HC12: Running NoICE for the First Time
In most cases, you will be debugging programs at source level, using symbols rather than addresses.
However, as an introduction to NoICE we recommend that you get some experience with the user interface first.
The first time you run NoICE after installing it, a dialog will appear asking
you to choose a method of communications. For this section of the tutorial, we select
"Simulator". (Some NoICE target processors, such as Z80 and 6502, do not have a
simulator option. For these, you may wish to select "Dummy Target". This will
let you use many NoICE commands, but will not allow you to execute programs.)
- If you need to come back to this dialog, select "Options" from the NoICE
main menu, then select "Target Communications".
- Interface: we have selected "68HC12 simulator"
- Processor Type: whe simulator supports the standard HC12/HCS12 instruction
set, and the extended instruction set of the S12X. In this example, we will
use only HCS12 instructions.

- _REQUIRED WORK_: Reproduce the part of the NoICE tutorial between "HC12: Running NoICE" and "to execute programs.)", inclusive, word for word.

- _DATA SUPPLIED_:

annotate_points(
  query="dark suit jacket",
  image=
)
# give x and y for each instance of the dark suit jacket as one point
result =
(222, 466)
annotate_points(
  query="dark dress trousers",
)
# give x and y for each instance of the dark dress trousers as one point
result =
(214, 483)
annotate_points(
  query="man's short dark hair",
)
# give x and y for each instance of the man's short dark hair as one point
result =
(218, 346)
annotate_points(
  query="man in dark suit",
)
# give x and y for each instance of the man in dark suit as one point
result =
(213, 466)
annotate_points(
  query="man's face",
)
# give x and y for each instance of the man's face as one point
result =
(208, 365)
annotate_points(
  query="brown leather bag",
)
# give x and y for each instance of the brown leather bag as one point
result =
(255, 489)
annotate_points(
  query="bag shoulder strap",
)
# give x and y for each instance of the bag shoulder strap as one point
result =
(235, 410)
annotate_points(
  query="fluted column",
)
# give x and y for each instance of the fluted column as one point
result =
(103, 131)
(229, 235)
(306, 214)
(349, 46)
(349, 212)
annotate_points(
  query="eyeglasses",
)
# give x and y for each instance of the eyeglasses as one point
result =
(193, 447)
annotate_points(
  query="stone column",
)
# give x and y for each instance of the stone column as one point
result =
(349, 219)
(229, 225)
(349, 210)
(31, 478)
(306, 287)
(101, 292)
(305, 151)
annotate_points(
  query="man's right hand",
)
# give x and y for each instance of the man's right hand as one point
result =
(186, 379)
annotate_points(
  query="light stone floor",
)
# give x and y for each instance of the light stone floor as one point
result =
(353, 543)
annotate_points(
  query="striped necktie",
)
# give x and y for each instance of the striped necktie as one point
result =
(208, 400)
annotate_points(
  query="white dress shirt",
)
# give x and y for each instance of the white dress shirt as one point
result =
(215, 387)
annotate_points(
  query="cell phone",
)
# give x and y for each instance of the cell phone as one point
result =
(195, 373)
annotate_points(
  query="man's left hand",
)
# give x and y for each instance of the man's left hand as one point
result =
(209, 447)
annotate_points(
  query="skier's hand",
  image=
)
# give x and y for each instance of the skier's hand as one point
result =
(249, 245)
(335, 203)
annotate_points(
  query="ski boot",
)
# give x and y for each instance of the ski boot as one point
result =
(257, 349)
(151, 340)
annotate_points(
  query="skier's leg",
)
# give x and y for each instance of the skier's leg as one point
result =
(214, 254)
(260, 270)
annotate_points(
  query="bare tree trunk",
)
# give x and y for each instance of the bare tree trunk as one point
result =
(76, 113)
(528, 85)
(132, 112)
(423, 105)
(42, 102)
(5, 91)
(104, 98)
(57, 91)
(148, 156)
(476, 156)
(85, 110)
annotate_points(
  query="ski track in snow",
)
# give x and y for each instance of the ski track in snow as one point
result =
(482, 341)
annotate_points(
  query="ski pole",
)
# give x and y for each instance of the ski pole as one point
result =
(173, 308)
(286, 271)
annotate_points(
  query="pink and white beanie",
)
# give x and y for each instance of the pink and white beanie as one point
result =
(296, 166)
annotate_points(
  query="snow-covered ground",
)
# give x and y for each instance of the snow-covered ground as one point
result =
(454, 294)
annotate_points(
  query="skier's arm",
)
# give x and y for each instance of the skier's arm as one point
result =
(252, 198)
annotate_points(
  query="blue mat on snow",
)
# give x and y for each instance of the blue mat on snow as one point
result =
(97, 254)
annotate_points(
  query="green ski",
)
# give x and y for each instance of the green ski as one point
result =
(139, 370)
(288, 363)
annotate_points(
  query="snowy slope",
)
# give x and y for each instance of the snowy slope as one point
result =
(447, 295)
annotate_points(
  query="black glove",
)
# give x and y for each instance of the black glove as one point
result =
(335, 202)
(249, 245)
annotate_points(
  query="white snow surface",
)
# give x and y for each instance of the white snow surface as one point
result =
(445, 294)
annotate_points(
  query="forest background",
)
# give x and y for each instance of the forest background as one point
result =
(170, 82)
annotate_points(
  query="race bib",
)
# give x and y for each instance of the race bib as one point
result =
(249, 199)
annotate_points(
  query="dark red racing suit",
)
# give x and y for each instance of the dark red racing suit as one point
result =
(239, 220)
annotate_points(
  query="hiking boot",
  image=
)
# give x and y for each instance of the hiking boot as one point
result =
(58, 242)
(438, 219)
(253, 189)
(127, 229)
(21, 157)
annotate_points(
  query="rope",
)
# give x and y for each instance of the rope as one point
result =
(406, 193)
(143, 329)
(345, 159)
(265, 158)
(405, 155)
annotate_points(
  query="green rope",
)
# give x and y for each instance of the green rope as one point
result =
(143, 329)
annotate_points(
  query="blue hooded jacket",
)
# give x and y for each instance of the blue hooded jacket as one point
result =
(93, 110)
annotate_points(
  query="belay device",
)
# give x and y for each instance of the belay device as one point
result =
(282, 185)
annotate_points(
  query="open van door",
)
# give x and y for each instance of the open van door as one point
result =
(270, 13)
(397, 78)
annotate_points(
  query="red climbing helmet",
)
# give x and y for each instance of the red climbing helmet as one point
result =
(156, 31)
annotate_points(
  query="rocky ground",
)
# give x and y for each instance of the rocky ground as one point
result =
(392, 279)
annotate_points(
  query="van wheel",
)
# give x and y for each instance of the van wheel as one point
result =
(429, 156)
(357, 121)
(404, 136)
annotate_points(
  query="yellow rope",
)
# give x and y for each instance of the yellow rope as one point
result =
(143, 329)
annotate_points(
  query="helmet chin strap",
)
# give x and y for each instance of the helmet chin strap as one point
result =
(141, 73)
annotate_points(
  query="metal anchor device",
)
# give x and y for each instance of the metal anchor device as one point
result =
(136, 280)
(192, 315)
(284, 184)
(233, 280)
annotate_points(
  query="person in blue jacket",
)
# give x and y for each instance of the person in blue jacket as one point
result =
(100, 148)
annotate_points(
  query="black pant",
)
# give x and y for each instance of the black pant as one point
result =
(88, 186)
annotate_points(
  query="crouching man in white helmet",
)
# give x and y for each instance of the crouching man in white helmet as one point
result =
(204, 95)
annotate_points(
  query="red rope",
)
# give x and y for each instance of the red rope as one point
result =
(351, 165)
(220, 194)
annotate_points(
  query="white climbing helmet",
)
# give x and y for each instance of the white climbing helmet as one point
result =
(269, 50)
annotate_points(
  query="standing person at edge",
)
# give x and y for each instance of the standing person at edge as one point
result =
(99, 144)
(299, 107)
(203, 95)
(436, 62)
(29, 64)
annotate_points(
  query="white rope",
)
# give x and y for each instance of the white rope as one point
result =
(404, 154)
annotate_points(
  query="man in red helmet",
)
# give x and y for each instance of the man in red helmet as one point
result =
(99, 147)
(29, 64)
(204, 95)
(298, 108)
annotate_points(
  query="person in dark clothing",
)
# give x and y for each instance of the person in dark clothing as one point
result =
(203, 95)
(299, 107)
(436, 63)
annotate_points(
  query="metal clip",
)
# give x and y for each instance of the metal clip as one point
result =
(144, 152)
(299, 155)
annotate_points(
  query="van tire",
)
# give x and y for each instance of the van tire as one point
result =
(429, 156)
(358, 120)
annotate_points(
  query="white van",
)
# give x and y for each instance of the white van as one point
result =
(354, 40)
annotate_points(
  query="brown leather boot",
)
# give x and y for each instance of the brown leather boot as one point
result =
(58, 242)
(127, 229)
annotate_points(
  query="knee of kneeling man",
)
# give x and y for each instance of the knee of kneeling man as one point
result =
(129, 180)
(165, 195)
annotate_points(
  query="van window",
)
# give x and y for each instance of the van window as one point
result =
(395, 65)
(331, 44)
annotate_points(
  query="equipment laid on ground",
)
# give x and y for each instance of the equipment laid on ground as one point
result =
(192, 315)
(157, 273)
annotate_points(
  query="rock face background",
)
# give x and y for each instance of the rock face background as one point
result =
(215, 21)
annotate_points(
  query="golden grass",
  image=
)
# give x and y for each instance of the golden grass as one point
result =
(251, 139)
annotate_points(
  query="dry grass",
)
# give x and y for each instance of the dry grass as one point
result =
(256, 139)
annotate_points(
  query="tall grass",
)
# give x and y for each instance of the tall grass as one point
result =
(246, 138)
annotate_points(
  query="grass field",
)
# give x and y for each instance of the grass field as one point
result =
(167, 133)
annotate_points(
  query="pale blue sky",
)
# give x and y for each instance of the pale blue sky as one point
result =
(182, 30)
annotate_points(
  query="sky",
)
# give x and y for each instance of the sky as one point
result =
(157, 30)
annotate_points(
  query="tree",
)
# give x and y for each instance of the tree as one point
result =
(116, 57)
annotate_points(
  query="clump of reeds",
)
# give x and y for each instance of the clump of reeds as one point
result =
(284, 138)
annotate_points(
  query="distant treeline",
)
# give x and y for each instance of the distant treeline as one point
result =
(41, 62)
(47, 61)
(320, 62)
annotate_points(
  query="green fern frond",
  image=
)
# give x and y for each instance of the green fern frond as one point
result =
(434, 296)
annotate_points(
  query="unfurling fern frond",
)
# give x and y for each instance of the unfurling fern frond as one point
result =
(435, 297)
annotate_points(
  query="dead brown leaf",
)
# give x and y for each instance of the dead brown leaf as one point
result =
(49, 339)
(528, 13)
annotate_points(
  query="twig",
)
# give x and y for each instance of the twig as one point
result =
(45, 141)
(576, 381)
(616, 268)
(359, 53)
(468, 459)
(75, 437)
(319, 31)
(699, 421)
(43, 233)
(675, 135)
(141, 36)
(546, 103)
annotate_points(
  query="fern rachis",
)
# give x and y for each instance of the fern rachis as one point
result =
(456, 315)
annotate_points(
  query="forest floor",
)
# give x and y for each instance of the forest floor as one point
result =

- _RESULT_:
HC12: Running NoICE for the First Time
In most cases, you will be debugging programs at source level, using symbols rather than addresses.
However, as an introduction to NoICE we recommend that you get some experience with the user interface first.
The first time you run NoICE after installing it, a dialog will appear asking
you to choose a method of communications. For this section of the tutorial, we select
"Simulator". (Some NoICE target processors, such as Z80 and 6502, do not have a
simulator option. For these, you may wish to select "Dummy Target". This will
let you use many NoICE commands, but will not allow you to execute programs.)